What the task requires:
Reproduce the items below verbatim, from the first line through the line containing "158,224 -> 355,243", inclusive.
-- START --
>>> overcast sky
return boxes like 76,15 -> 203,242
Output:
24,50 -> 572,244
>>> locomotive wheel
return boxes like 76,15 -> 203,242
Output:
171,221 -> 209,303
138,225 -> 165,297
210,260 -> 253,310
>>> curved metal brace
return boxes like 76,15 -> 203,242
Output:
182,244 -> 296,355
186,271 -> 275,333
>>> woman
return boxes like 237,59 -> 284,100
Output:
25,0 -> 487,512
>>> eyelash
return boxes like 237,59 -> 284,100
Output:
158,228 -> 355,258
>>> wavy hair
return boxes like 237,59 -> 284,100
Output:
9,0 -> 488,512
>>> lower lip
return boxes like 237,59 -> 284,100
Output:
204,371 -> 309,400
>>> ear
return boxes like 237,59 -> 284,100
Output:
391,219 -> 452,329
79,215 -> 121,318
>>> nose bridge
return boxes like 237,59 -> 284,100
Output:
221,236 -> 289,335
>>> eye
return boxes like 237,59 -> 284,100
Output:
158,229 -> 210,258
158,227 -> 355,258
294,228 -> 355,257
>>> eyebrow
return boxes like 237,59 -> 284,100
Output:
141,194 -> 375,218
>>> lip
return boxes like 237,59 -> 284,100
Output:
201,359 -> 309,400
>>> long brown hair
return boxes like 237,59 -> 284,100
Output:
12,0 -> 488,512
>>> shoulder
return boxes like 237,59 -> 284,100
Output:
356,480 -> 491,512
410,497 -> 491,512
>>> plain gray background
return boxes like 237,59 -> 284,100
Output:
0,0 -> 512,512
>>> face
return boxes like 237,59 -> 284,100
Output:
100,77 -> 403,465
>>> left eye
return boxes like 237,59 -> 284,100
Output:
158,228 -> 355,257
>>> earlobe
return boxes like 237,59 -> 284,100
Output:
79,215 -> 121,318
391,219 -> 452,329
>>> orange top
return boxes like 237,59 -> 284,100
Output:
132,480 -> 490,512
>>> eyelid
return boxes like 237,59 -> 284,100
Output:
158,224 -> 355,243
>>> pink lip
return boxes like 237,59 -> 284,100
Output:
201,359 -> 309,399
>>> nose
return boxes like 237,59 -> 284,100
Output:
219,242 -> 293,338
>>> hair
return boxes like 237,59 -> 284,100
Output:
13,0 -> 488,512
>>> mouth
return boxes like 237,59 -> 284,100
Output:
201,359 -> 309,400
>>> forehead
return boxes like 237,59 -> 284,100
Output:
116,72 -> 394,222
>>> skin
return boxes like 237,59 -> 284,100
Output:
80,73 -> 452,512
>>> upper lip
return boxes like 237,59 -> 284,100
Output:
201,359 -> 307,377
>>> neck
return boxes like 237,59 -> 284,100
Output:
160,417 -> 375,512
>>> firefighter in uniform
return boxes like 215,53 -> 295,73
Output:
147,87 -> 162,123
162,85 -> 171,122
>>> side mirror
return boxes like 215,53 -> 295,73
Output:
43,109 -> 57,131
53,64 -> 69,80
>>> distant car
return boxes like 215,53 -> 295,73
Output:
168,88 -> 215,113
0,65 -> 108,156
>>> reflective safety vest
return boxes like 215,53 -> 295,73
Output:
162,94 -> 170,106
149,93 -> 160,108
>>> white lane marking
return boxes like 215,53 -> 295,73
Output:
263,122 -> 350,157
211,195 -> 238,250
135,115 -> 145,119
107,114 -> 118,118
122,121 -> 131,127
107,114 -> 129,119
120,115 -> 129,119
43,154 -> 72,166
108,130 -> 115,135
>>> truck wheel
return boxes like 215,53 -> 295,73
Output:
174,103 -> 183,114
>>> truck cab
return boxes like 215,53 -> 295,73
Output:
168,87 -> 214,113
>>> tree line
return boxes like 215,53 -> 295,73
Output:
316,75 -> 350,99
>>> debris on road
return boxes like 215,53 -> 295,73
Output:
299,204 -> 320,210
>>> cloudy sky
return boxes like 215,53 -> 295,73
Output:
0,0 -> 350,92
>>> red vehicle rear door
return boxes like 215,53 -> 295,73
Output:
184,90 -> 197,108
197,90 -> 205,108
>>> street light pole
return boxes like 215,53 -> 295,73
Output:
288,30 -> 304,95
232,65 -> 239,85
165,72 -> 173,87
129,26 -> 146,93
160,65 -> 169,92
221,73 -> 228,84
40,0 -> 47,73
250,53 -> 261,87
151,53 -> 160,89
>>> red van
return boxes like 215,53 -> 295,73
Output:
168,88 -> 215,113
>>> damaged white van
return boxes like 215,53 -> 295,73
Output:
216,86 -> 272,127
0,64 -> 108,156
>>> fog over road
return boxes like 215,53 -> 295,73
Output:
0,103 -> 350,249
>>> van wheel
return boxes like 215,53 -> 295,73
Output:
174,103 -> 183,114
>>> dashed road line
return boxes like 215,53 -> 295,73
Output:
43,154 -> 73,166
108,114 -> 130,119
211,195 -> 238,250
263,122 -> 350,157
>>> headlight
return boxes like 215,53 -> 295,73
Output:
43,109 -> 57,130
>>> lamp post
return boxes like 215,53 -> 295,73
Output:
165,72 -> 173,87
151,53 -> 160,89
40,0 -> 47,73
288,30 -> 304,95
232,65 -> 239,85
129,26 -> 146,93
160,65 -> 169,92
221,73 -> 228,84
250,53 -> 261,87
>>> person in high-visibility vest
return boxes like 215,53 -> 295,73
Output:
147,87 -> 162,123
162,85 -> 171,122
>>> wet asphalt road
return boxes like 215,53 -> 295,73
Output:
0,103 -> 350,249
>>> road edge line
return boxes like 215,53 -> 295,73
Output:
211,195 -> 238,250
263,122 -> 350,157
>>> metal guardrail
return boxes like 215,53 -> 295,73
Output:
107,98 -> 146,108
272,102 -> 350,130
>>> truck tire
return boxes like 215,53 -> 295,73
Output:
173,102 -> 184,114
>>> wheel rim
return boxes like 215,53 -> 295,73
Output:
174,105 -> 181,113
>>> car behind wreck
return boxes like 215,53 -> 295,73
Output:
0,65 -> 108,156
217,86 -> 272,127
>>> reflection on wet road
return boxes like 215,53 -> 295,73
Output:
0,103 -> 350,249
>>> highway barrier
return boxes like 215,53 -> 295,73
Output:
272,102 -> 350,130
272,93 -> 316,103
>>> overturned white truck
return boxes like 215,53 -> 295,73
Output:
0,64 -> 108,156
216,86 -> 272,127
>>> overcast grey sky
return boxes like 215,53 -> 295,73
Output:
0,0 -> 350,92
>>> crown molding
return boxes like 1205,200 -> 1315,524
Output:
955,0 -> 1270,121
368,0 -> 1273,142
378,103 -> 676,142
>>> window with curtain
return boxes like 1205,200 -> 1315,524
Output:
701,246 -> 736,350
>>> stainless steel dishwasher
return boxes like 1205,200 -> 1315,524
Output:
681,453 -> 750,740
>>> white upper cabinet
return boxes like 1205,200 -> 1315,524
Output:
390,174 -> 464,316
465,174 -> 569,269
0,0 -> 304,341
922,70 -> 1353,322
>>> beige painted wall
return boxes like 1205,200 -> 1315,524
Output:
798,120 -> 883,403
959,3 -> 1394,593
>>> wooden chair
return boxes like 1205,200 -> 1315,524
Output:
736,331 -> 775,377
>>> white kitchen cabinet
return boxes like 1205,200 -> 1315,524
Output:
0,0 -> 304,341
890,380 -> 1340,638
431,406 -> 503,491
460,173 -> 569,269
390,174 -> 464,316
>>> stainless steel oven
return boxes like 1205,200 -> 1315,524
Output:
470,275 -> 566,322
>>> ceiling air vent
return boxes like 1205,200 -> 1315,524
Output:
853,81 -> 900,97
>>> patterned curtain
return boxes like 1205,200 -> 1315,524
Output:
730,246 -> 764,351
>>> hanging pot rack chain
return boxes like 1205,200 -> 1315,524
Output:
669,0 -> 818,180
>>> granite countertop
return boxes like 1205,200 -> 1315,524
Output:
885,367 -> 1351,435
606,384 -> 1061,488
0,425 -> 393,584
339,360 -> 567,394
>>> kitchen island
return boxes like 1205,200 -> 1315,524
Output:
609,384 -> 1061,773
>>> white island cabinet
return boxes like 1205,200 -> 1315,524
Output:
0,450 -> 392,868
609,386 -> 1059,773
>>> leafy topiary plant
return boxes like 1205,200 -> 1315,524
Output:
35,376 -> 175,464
-- END --
Solution for this exercise:
>>> overcast sky
return boxes like 76,15 -> 203,242
Output:
24,50 -> 572,244
>>> locomotive wheel
return boxes like 76,15 -> 203,242
Output:
171,221 -> 209,303
138,225 -> 165,297
210,260 -> 253,310
>>> curved metal brace
return boxes like 76,15 -> 203,242
Output:
182,244 -> 296,355
186,271 -> 275,333
>>> woman
return boxes like 237,59 -> 284,100
Output:
25,0 -> 487,512
>>> eyelash
return boxes like 237,59 -> 284,100
Output:
158,228 -> 355,258
>>> wavy hair
return boxes like 237,59 -> 284,100
Output:
9,0 -> 488,512
>>> lower lip
return boxes like 237,59 -> 284,100
Output:
204,371 -> 309,400
>>> ear
return boxes like 237,59 -> 284,100
Output:
391,219 -> 452,329
79,215 -> 121,318
>>> nose bridge
return boxes like 237,59 -> 284,100
Output:
221,236 -> 289,335
>>> eye
return boxes like 237,59 -> 284,100
Output:
158,229 -> 210,258
158,227 -> 355,258
294,228 -> 355,257
>>> eyebrow
return boxes like 237,59 -> 284,100
Output:
141,194 -> 375,218
>>> lip
return boxes like 237,59 -> 284,100
Output:
201,359 -> 309,400
>>> long brown hair
return boxes like 237,59 -> 284,100
Output:
12,0 -> 488,512
>>> shoulder
return boxes like 237,59 -> 284,100
Output:
356,480 -> 491,512
410,497 -> 491,512
>>> plain gray background
return boxes like 237,59 -> 284,100
Output:
0,0 -> 512,512
>>> face
return boxes like 237,59 -> 284,100
Output:
100,77 -> 403,465
>>> left eye
return boxes like 237,59 -> 284,100
Output:
158,228 -> 355,257
>>> earlobe
return boxes like 237,59 -> 284,100
Output:
79,215 -> 121,318
391,219 -> 452,329
>>> orange top
return boxes like 237,59 -> 284,100
Output:
132,480 -> 490,512
>>> eyelid
return boxes like 237,59 -> 284,100
Output:
158,224 -> 355,243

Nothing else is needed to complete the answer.